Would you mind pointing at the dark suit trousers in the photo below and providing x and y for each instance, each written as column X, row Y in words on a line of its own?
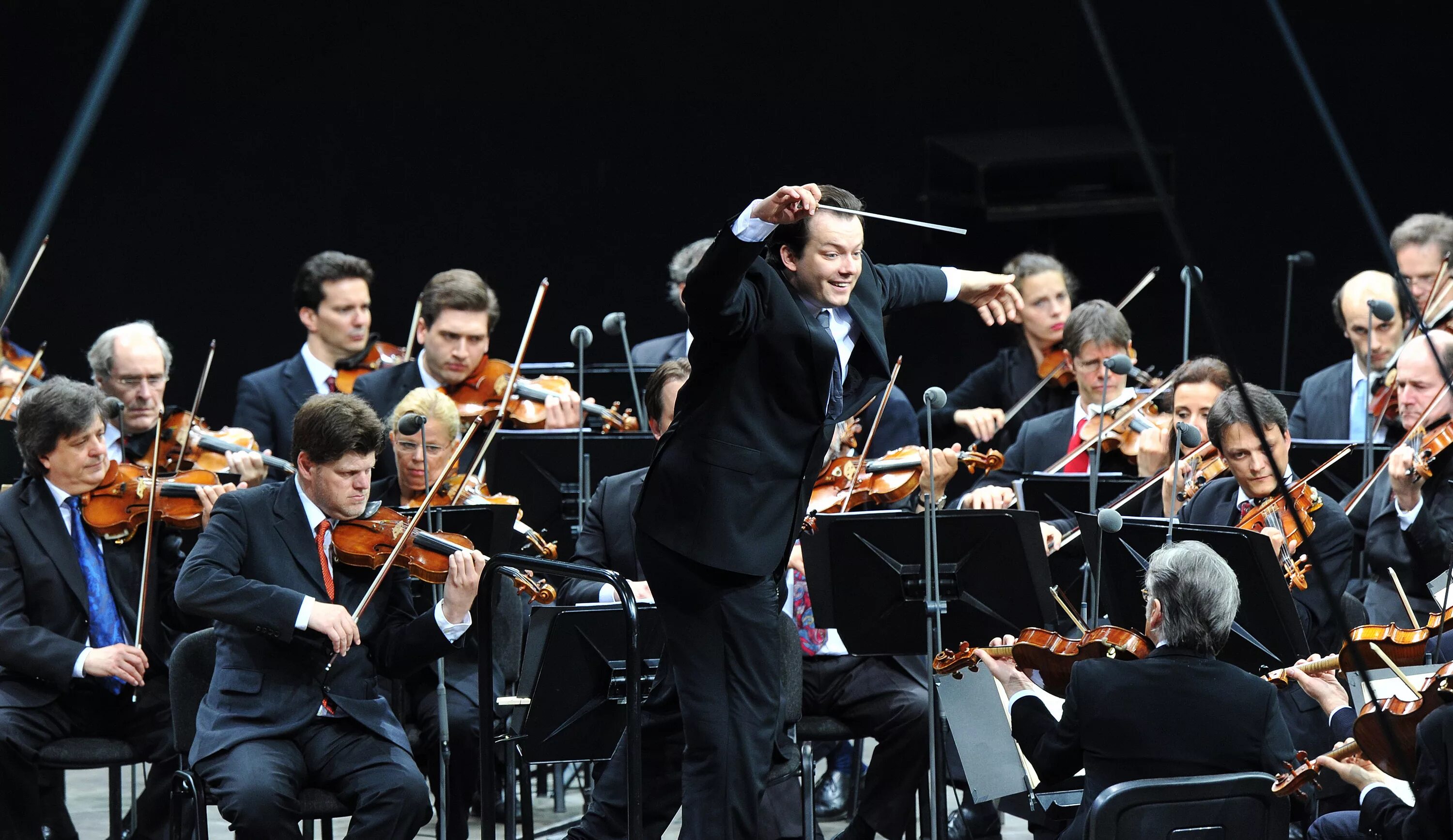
column 724, row 655
column 874, row 697
column 258, row 782
column 88, row 711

Prompt >> Type the material out again exactly. Skip the pictures.

Output for this task >>
Would you mind pointing at the dark suit trousers in the photo below and providing x and y for each instance, each written as column X, row Y in words on a line of its own?
column 724, row 655
column 874, row 697
column 258, row 782
column 88, row 711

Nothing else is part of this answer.